In 1991 the Department of Health and Human Services established the Office of Women’s Health because there was a general sense that women’s health needs were underserved. Efforts ensued to redress inequalities in research, services and education.
Today the OWH’s work continues, but one thing is certain: Women’s issues, the agency deems, have become “firmly rooted in the national health landscape.”
Oscar-winning actress Sally Field now speaks out on osteoporosis, a bone disease affecting post-menopausal women. Such leading cosmetics firms as Avon, Revlon and Estee Lauder regularly sponsor breast cancer funding events. Research breakthroughs specific to women’s health are coming more regularly, such as Merck’s Gardasil, a vaccine against cervical cancer that won Food and Drug Administration approval last year. Lifestyle products are becoming more available as well, such as Wyeth’s Lybrel, a birth control pill that also eliminates a woman’s menstrual cycle.
While the above health issues are all immensely important, heart disease remains the single most harmful disease for women. It is the leading cause of death.
According to the OWH’s most recent data, 356,000 women die from heart disease annually. Yet, women still lack awareness of its impact to their gender. Only 13 percent of U.S. women believed that heart disease and stroke were serious health threats to women, according to a recent American Heart Association study. Stroke is the third-leading cause of death among women.

[Activities]
A) From the women's health article, extract the part that opens with the words containing "While the above" and closes with "cause of death.".
B) According to the women's health article, how many women die from heart disease each year?

[Data to examine]

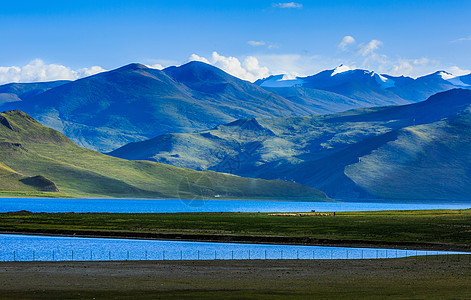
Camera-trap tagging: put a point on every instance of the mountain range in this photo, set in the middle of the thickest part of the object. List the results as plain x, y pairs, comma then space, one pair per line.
36, 158
414, 151
133, 103
343, 88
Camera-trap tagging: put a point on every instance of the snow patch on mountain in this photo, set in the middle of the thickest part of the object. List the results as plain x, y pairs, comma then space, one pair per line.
383, 81
340, 69
281, 81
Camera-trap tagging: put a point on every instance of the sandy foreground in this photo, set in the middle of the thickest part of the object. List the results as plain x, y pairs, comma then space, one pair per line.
412, 278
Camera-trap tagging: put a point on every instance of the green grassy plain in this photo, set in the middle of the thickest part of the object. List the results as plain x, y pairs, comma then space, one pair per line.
429, 226
29, 149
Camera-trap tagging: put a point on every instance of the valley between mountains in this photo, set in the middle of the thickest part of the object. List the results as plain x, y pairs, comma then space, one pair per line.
194, 131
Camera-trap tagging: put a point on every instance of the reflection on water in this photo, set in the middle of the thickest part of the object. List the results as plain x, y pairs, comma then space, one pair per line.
175, 206
47, 248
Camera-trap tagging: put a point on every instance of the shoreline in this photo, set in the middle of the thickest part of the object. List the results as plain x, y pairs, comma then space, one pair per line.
249, 239
239, 279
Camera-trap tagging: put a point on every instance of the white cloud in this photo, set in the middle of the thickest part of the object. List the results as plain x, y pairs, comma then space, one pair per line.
256, 43
195, 57
462, 39
369, 48
249, 69
345, 42
288, 5
458, 71
37, 70
156, 66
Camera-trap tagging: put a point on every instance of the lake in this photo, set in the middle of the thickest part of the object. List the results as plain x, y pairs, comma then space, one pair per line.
52, 248
178, 206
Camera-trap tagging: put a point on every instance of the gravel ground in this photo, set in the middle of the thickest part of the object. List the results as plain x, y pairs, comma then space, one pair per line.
412, 278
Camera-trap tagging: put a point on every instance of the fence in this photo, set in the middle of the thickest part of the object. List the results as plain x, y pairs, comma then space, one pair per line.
328, 253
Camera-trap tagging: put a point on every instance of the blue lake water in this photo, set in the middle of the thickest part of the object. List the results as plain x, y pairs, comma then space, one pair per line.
176, 206
49, 248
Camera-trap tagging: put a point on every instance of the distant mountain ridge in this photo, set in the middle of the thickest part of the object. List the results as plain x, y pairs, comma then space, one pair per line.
36, 158
344, 88
135, 103
415, 151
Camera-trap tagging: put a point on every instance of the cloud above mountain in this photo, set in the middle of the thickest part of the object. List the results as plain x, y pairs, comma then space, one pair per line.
37, 70
248, 69
346, 42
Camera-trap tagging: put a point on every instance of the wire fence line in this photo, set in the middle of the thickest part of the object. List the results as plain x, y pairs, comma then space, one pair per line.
124, 255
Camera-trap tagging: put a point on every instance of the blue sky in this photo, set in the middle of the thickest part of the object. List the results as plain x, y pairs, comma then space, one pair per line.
45, 40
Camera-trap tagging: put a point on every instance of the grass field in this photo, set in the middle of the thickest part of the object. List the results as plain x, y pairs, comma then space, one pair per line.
28, 149
451, 227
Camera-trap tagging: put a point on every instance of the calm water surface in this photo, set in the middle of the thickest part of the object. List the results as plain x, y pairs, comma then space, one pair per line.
176, 206
48, 248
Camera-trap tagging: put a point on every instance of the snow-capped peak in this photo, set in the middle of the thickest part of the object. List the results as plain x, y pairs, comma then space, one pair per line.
455, 80
445, 75
340, 69
281, 81
383, 81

[Set of answers]
A)
While the above health issues are all immensely important, heart disease remains the single most harmful disease for women. It is the leading cause of death.

B) 356,000 women die from heart disease annually, according to the OWH's most recent data.